(Records for pointing at objects in photos)
#####

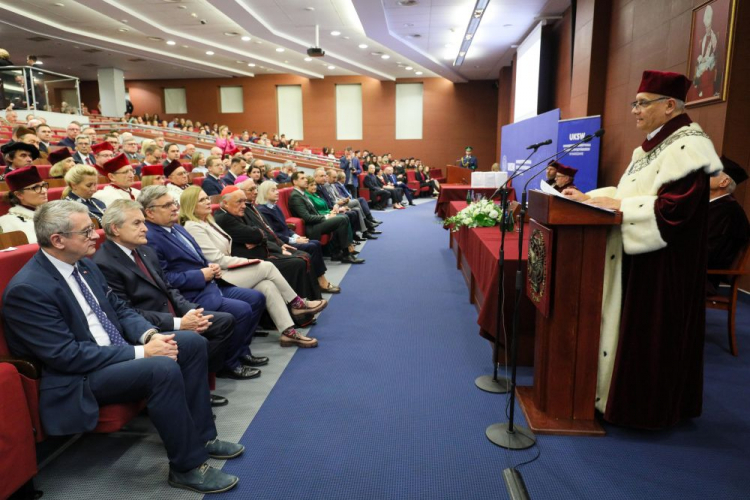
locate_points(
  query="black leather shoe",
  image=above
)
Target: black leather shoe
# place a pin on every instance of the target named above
(240, 373)
(348, 259)
(217, 400)
(203, 479)
(249, 360)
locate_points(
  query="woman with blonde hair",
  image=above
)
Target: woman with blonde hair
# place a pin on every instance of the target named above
(281, 301)
(81, 181)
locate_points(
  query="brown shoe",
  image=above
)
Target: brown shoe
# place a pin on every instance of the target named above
(292, 338)
(311, 307)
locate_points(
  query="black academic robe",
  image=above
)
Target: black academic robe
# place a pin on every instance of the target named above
(728, 232)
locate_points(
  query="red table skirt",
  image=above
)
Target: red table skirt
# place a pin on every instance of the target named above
(479, 251)
(458, 192)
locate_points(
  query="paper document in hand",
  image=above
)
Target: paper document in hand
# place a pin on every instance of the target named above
(546, 188)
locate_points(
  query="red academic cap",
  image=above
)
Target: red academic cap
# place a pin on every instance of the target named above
(173, 165)
(116, 163)
(102, 146)
(22, 177)
(152, 170)
(58, 156)
(666, 83)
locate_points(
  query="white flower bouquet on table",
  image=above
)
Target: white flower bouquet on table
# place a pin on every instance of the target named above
(481, 213)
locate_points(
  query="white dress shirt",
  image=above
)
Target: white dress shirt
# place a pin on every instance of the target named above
(95, 327)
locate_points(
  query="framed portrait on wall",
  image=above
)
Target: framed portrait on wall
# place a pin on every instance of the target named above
(711, 35)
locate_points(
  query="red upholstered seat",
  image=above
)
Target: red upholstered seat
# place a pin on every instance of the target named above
(111, 417)
(18, 457)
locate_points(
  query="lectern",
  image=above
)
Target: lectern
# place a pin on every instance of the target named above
(567, 244)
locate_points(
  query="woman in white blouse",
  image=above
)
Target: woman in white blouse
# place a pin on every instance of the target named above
(195, 216)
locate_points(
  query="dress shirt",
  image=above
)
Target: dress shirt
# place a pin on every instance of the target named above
(95, 327)
(177, 321)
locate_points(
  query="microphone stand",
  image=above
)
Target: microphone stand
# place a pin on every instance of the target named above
(508, 435)
(486, 382)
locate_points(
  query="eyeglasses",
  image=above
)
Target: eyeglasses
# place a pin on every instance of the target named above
(38, 188)
(644, 104)
(166, 205)
(86, 233)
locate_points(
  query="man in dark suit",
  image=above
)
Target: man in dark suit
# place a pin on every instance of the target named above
(316, 225)
(73, 130)
(237, 167)
(83, 155)
(213, 183)
(187, 269)
(349, 163)
(133, 273)
(95, 351)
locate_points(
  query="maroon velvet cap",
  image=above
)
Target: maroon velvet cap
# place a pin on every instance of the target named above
(22, 177)
(666, 83)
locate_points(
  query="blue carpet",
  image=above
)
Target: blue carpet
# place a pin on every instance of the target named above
(386, 408)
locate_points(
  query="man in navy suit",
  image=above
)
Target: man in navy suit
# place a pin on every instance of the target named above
(349, 163)
(213, 183)
(95, 351)
(187, 269)
(133, 273)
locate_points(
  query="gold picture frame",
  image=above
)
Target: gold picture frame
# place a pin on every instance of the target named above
(709, 54)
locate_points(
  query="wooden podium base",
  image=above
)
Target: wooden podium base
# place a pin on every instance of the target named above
(542, 423)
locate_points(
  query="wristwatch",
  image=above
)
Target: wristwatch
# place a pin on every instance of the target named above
(149, 334)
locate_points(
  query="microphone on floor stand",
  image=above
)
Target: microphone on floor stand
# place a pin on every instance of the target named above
(486, 382)
(508, 435)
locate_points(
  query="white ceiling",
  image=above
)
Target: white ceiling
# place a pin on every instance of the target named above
(423, 37)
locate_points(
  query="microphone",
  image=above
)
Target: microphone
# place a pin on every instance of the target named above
(540, 144)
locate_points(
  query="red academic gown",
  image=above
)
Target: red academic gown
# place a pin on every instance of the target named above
(728, 232)
(658, 372)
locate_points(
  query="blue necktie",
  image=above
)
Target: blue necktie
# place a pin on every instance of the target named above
(112, 332)
(186, 244)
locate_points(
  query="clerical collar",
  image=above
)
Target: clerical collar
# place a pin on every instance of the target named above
(653, 133)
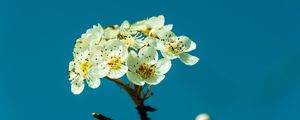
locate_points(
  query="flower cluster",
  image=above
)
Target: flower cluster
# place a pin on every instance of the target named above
(129, 49)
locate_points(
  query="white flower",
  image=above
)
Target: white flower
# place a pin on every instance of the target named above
(111, 58)
(151, 25)
(172, 47)
(146, 68)
(89, 39)
(111, 32)
(82, 68)
(130, 37)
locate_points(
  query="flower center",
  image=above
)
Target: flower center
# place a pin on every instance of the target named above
(85, 66)
(174, 48)
(146, 71)
(114, 63)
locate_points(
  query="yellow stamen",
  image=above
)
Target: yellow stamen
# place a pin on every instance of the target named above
(114, 63)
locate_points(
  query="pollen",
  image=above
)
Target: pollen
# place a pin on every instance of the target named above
(174, 48)
(85, 66)
(114, 63)
(146, 71)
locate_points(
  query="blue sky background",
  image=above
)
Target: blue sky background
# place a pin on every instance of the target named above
(249, 68)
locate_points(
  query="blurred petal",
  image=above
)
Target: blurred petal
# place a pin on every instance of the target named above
(93, 82)
(155, 43)
(168, 56)
(156, 22)
(163, 66)
(155, 80)
(125, 25)
(148, 55)
(115, 74)
(192, 47)
(135, 78)
(132, 61)
(188, 59)
(77, 85)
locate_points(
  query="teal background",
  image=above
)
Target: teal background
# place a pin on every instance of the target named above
(249, 67)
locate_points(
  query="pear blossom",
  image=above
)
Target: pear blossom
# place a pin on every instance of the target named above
(130, 37)
(146, 68)
(111, 58)
(82, 68)
(151, 25)
(111, 32)
(89, 39)
(172, 47)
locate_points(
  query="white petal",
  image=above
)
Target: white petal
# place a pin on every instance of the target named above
(155, 43)
(187, 43)
(165, 35)
(135, 78)
(156, 22)
(115, 74)
(103, 70)
(139, 25)
(168, 27)
(125, 25)
(163, 66)
(192, 47)
(132, 61)
(188, 59)
(111, 32)
(168, 56)
(148, 55)
(77, 85)
(155, 80)
(138, 44)
(72, 73)
(93, 82)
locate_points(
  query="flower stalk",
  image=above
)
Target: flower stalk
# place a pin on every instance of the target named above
(137, 96)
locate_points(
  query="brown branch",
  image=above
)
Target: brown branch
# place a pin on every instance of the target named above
(135, 95)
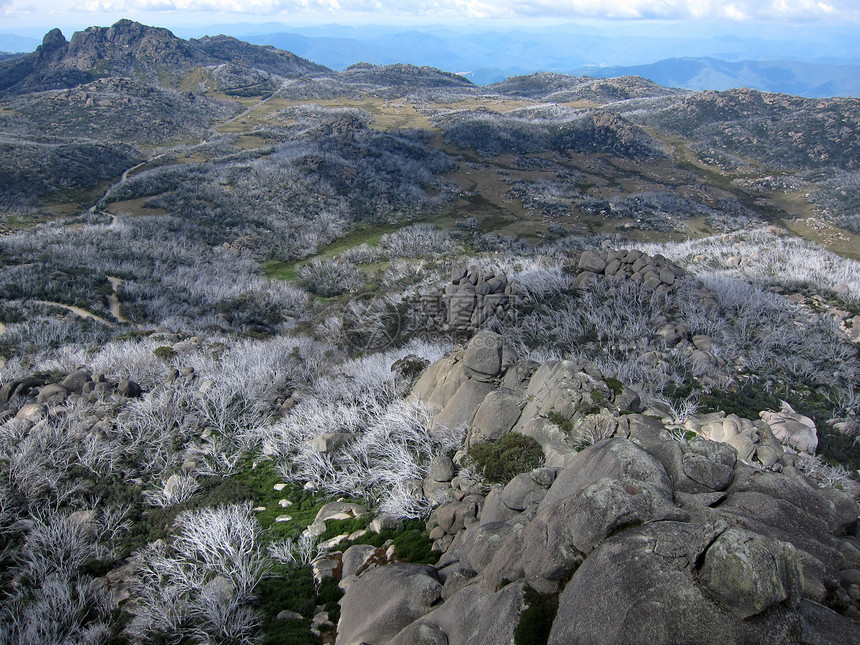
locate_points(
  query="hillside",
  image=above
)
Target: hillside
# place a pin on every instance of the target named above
(130, 49)
(293, 355)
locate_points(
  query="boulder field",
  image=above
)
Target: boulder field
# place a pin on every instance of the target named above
(634, 530)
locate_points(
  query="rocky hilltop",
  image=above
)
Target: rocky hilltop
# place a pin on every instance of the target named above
(129, 48)
(701, 533)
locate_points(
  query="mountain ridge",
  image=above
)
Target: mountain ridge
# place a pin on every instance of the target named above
(129, 48)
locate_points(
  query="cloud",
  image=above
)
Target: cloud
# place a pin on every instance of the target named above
(770, 10)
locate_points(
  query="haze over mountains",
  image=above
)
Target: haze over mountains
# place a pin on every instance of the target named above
(801, 62)
(577, 357)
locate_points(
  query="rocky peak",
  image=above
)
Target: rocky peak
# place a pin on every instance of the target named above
(53, 40)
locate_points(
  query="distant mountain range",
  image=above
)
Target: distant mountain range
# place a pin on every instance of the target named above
(787, 77)
(692, 61)
(719, 63)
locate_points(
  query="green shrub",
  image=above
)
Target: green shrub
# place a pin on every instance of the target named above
(164, 353)
(536, 619)
(501, 461)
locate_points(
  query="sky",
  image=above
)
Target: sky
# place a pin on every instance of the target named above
(20, 16)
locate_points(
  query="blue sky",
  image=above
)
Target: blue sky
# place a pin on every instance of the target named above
(18, 15)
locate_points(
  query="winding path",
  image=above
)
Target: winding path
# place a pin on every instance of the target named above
(113, 299)
(82, 313)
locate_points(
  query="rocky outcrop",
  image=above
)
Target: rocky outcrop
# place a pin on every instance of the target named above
(474, 297)
(130, 49)
(653, 533)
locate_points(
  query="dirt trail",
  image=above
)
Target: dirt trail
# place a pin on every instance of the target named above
(83, 313)
(113, 300)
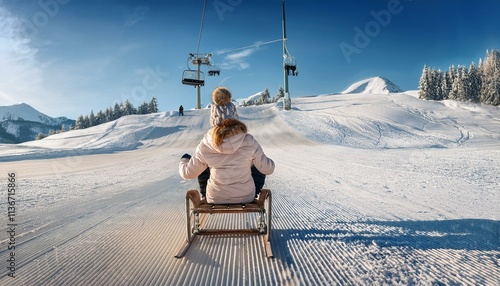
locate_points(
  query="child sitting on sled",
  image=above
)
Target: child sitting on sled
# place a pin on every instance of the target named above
(222, 108)
(229, 152)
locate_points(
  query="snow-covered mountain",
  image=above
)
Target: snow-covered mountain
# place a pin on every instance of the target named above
(374, 85)
(367, 190)
(21, 123)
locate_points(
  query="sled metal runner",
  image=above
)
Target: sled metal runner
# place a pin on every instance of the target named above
(194, 226)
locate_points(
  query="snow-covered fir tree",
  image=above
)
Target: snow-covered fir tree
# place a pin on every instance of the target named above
(446, 85)
(153, 105)
(474, 87)
(490, 90)
(424, 88)
(476, 84)
(264, 97)
(279, 94)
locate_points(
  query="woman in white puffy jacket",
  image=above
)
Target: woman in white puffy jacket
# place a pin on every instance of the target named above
(229, 151)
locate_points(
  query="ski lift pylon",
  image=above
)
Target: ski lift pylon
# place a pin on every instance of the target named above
(291, 65)
(213, 70)
(190, 77)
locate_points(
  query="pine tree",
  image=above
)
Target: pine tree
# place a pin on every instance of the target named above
(474, 88)
(446, 85)
(79, 123)
(458, 90)
(490, 89)
(129, 108)
(264, 97)
(117, 112)
(153, 105)
(143, 108)
(100, 117)
(92, 121)
(425, 88)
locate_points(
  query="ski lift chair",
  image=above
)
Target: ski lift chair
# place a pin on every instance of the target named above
(291, 66)
(198, 208)
(214, 70)
(190, 77)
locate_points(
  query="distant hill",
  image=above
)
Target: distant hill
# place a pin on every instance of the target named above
(374, 85)
(21, 122)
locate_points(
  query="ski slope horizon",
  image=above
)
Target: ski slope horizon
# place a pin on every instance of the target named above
(380, 188)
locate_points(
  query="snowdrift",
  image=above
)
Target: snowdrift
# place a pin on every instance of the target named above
(383, 189)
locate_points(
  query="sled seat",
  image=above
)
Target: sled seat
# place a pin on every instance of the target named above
(196, 206)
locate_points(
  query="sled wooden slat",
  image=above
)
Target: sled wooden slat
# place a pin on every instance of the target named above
(195, 206)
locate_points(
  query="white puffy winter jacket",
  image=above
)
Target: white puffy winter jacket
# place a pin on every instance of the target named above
(230, 178)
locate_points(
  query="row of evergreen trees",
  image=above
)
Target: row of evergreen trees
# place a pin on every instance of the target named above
(473, 84)
(110, 114)
(113, 113)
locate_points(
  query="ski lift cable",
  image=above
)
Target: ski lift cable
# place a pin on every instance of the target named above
(251, 46)
(201, 25)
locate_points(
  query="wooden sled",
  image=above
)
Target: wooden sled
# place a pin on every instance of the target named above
(195, 206)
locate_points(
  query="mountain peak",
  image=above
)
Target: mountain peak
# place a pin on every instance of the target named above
(374, 85)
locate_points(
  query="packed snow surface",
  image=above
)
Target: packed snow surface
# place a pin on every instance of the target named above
(378, 189)
(374, 85)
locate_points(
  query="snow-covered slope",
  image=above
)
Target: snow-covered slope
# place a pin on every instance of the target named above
(374, 85)
(368, 190)
(25, 112)
(21, 123)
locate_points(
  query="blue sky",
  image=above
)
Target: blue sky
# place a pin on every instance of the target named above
(68, 57)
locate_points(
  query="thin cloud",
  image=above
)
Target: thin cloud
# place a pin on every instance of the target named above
(137, 15)
(18, 64)
(238, 60)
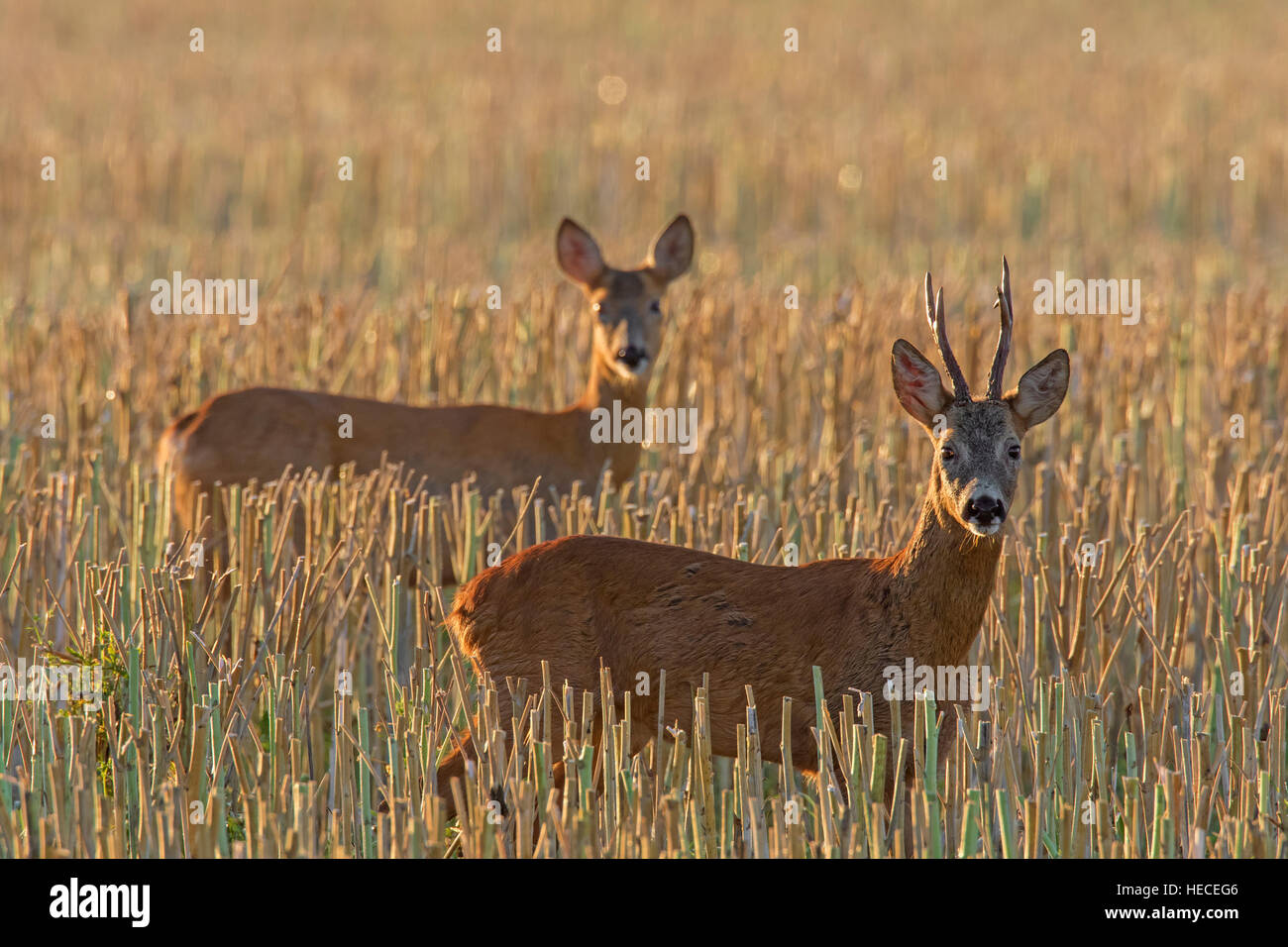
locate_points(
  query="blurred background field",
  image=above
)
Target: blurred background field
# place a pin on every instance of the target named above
(809, 169)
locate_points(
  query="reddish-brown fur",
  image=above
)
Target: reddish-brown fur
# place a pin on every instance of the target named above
(256, 433)
(584, 600)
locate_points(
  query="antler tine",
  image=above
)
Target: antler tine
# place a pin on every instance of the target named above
(935, 316)
(1004, 337)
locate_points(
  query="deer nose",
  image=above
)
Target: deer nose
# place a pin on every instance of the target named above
(631, 356)
(984, 509)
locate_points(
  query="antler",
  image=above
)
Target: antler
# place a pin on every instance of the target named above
(935, 317)
(1004, 338)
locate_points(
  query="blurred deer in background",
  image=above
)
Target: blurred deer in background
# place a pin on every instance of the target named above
(256, 433)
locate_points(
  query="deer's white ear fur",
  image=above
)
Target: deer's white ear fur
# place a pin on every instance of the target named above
(579, 253)
(673, 250)
(917, 384)
(1041, 389)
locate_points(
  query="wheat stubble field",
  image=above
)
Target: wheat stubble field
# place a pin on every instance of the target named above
(1134, 634)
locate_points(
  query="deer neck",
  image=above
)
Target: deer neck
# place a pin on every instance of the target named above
(947, 575)
(608, 390)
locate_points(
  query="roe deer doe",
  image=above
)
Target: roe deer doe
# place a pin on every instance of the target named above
(257, 432)
(631, 605)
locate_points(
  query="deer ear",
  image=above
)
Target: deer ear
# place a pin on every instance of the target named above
(1041, 389)
(579, 254)
(673, 250)
(917, 384)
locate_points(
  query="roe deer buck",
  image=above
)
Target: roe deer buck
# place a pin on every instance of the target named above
(636, 605)
(257, 432)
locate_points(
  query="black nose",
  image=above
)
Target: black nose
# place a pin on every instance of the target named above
(631, 356)
(986, 509)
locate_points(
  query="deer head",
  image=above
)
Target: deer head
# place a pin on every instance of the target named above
(977, 440)
(627, 303)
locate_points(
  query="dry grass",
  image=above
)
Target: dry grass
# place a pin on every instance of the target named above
(1146, 688)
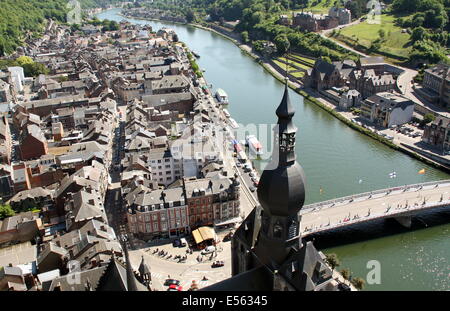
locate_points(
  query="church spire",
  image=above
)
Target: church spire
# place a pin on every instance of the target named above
(131, 280)
(286, 129)
(281, 191)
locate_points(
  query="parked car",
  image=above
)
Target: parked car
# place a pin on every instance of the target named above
(217, 264)
(175, 288)
(170, 282)
(228, 237)
(208, 250)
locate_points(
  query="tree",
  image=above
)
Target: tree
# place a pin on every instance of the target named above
(326, 59)
(245, 37)
(358, 283)
(332, 260)
(345, 274)
(6, 211)
(190, 16)
(427, 118)
(418, 34)
(282, 43)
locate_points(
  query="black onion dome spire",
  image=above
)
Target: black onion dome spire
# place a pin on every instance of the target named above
(285, 110)
(281, 189)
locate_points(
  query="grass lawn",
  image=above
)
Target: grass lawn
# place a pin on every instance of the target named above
(295, 63)
(309, 61)
(291, 69)
(396, 42)
(320, 6)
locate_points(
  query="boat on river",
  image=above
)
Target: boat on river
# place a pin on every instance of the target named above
(233, 123)
(254, 145)
(222, 97)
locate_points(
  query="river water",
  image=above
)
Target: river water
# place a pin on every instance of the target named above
(336, 159)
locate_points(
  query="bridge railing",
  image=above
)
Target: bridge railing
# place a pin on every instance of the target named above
(393, 213)
(307, 208)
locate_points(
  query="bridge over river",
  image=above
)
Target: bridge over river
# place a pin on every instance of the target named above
(400, 203)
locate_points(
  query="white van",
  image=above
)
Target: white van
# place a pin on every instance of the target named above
(208, 250)
(183, 242)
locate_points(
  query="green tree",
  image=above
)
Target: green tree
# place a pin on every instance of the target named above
(282, 43)
(345, 274)
(427, 118)
(358, 283)
(6, 211)
(190, 16)
(245, 37)
(332, 260)
(418, 34)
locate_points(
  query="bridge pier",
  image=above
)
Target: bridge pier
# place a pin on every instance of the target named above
(405, 221)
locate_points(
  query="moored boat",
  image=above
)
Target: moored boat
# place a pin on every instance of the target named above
(254, 145)
(222, 96)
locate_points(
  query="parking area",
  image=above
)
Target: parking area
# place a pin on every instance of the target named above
(204, 269)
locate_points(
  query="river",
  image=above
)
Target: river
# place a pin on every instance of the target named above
(336, 159)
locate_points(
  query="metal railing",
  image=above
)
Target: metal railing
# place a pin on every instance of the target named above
(370, 194)
(394, 213)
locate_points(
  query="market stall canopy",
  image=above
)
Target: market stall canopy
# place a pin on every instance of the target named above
(203, 234)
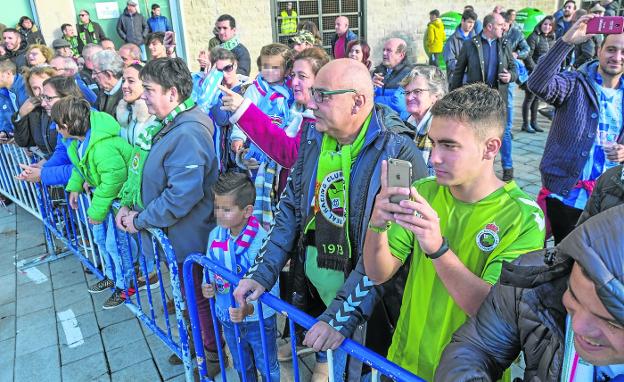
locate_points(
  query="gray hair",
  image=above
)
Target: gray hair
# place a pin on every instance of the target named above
(89, 50)
(109, 61)
(434, 76)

#####

The request: Gather every line in the records above that contains the word "blouse".

Result of this exercise:
  query="woman in white blouse",
Target: woman in white blouse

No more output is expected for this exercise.